Segundo Pijning, a condenação moral direta aos contrabandistas era rara. “A legislação portuguesa chamava o comércio ilegal de “pernicioso”, não porque fosse imoral, mas porque o contrabandista roubava as riquezas do rei ou fraudava os bens do povo, ao mesmo tempo em que prejudicava o bom andamento do comércio honesto”, observa. “Mas se o contrabando não prejudicasse o tesouro real nem fosse complementar a atividades comerciais normais — como no comércio com Buenos Aires —, então era tolerado e até mesmo estimulado. Em outras palavras, por vezes, quebrar a lei era visto como algo muito positivo”, conclui.

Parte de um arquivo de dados
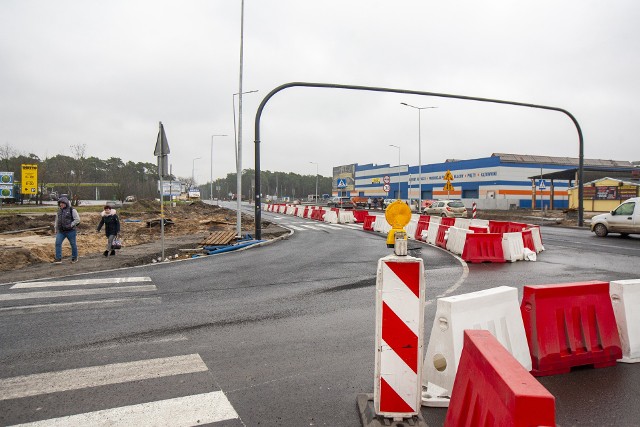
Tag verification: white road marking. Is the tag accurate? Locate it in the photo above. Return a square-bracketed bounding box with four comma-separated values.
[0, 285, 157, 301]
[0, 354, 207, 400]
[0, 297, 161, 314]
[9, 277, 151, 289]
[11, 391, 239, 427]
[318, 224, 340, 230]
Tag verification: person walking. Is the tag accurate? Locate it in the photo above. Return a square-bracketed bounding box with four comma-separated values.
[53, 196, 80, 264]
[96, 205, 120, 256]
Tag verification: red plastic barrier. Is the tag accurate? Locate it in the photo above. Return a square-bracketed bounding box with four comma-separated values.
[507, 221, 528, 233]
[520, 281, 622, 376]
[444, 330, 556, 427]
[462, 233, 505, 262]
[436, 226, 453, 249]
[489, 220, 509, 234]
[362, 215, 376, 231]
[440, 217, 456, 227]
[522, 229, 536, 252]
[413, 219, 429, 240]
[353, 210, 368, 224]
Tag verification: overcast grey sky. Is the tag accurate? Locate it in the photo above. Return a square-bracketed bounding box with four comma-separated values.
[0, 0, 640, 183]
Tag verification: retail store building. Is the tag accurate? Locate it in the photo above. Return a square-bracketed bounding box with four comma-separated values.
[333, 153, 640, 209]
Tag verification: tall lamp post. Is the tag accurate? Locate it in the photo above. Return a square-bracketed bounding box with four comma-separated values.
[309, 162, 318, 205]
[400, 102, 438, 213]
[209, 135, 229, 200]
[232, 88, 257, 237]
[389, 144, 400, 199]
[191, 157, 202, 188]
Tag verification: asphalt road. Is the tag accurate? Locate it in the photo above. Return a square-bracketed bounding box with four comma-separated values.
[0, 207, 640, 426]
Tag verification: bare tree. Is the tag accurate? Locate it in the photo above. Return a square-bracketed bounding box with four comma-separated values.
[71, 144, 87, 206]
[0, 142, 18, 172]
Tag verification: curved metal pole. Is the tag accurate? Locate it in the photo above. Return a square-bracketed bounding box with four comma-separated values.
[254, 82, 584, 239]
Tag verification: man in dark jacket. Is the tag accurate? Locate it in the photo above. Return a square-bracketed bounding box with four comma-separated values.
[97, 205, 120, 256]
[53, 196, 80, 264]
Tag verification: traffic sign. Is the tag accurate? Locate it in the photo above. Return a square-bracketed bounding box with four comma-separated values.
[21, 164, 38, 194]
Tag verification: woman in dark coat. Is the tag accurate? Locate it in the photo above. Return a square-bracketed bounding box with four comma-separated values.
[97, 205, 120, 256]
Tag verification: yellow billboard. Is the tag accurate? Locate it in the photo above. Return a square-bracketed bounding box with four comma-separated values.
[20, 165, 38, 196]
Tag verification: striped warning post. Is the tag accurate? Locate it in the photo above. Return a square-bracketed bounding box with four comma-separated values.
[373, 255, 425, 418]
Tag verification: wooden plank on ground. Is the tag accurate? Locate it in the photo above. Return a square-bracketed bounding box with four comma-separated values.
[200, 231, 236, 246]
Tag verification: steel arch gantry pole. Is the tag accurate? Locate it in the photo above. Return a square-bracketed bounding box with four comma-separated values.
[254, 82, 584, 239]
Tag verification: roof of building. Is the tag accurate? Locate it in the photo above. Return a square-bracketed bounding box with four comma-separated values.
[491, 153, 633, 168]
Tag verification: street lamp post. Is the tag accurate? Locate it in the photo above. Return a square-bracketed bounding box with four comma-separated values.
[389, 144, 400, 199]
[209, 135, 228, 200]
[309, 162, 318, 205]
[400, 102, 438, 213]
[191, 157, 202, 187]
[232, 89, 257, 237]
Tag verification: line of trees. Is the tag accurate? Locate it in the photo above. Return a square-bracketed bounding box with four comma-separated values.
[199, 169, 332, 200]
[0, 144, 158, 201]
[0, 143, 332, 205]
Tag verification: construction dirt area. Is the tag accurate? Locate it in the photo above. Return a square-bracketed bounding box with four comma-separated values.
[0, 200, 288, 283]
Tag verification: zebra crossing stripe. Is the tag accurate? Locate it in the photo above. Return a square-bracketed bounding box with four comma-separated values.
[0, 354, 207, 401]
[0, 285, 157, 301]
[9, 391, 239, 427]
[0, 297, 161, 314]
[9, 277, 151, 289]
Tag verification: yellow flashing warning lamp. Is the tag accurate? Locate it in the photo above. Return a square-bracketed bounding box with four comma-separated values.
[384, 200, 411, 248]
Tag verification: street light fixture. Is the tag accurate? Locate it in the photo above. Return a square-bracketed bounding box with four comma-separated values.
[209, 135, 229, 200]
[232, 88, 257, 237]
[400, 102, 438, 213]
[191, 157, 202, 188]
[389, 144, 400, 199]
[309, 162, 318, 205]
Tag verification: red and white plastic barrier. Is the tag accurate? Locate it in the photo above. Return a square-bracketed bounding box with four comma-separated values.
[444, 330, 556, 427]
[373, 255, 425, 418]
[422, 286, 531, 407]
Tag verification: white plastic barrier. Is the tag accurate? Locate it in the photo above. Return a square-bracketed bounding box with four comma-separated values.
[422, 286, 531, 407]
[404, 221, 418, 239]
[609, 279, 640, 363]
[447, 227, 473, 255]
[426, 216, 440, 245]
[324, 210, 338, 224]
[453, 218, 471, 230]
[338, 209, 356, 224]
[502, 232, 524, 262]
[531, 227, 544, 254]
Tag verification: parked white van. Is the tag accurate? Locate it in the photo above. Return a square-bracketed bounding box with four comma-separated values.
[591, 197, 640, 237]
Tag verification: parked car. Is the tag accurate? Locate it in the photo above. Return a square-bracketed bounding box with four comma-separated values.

# TAREFAS E EXERCÍCIOS:
1: Responda com base no texto sobre o contrabando:
(a) Segundo Pijning, como era a condenação moral direta aos contrabandistas?
(b) Que palavra a legislação portuguesa usava para o comércio ilegal?
(c) Que comércio é dado como exemplo de contrabando tolerado?
2: Leve adiante o texto sobre o contrabando, começando logo depois da última frase.
Os registros são um material à parte, que não tem ligação com o texto sobre o contrabando.

# RESPOSTAS POR TAREFA:
1:
(a) Era rara.
(b) "Pernicioso".
(c) O comércio com Buenos Aires.

2:
IV
O professor-doutor (PhD) Ernst Pijning, especializado em História da América Latina no século XVIII, fez graduação e mestrado na Universidade de Leida, nos Países Baixos, e doutorado na Johns Hopkins University, em Baltimore, Maryland/EUA. É co-autor do livro La Guinée équatoriale aux archives nationales – XVIIIe–début XXe siècles (Editions L´Harmattan, 2016), juntamente com os historiadores Valérie De Wulf, Jean-Marc Lefebvre, Gustau Nerin e Jacint Creus Boixaderas, obra que conta a história do ciclo de escravos na Guiné Equatorial, com base em pesquisas em documentos originais do Arquivo Nacional de Paris. Trata-se de estudo que permite ao leitor descobrir como se interligavam as histórias de todas as partes do mundo, nomeadamente dos três continentes que rodeiam o oceano Atlântico.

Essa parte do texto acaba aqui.